Por isso, Maria decidiu reunir forças e gravar seu depoimento. “Eu resolvi gravar esse vídeo pra que as mulheres que passaram por situações como essa também se perdoem, porque, infelizmente, a vítima se culpa pela violência, porque a gente sabe que a culpa não é nossa, a vítima nunca tem culpa”.
“A ideia do vídeo é que outras mulheres possam se acolher, buscar ajuda, falar sobre isso, buscar ajuda profissional, terapia, seus direitos, denunciar, porque pessoas que cometem esse tipo de ato tem que ser presas, denunciar, estimular que outras mulheres conversem sobre isso, porque, infelizmente, é mais comum do que se imagina, seja do estupro consumado ao toque, porque isso causa sequelas muito grandes”, finaliza ela.
O que caracteriza a violência sexual?
Embora muitas pessoas ainda pensem que violência sexual trata-se apenas de estupro, a violência sexual pode ser caracterizada por qualquer ato ou contato sexual onde a vítima é usada para a gratificação sexual de seu agressor sem seu consentimento, com uso da força, intimidação, coerção, chantagem, suborno, manipulação, ameaça, ou ainda o aproveitamento de situação de vulnerabilidade.

* [DADOS REGISTRADOS]
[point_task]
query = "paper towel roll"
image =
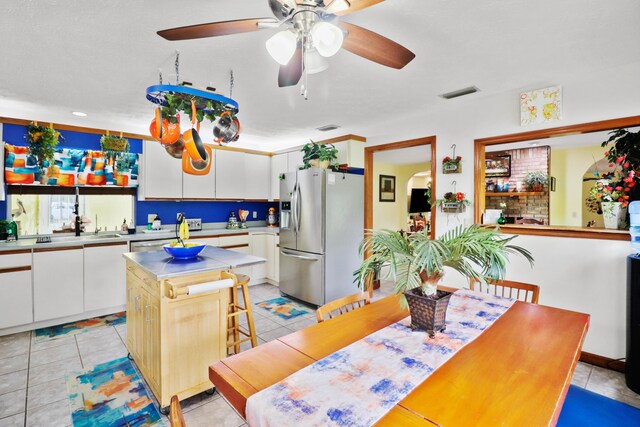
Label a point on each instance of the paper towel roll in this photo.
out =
(209, 286)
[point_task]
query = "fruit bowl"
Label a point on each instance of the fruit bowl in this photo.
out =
(191, 250)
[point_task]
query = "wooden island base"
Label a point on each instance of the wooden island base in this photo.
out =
(173, 341)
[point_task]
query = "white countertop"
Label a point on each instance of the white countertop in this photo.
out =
(163, 266)
(114, 236)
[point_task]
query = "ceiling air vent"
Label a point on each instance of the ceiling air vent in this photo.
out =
(327, 128)
(460, 92)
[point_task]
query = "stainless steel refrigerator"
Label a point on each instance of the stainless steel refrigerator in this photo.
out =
(321, 226)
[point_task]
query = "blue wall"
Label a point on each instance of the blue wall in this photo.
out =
(209, 211)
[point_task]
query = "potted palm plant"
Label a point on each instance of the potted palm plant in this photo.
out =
(536, 180)
(417, 264)
(318, 155)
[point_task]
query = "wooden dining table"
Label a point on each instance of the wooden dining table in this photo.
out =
(516, 373)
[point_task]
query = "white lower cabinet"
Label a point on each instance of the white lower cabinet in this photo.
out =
(16, 303)
(104, 275)
(57, 282)
(260, 248)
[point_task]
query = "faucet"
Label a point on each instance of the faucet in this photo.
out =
(78, 222)
(97, 228)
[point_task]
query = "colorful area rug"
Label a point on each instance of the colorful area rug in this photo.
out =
(69, 329)
(111, 395)
(583, 408)
(284, 307)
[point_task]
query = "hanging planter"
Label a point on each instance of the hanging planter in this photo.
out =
(452, 164)
(453, 202)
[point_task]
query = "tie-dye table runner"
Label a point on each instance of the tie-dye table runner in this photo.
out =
(359, 384)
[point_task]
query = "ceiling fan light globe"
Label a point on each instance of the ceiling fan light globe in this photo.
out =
(281, 46)
(327, 38)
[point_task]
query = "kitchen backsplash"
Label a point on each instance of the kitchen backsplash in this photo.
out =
(209, 211)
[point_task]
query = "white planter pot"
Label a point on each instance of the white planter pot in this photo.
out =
(614, 215)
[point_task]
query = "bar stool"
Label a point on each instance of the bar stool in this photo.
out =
(234, 311)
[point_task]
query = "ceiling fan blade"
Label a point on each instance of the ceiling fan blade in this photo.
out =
(375, 47)
(356, 5)
(214, 29)
(289, 75)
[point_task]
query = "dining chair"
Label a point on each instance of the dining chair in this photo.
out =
(507, 288)
(343, 305)
(175, 413)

* [TAREFA ATRIBUÍDA]
No trecho fornecido, a definição de violência sexual menciona meios pelos quais o agressor age sem o consentimento da vítima. Liste todos eles.

* [RESPOSTA ESPERADA]
- força
- intimidação
- coerção
- chantagem
- suborno
- manipulação
- ameaça
- aproveitamento de situação de vulnerabilidade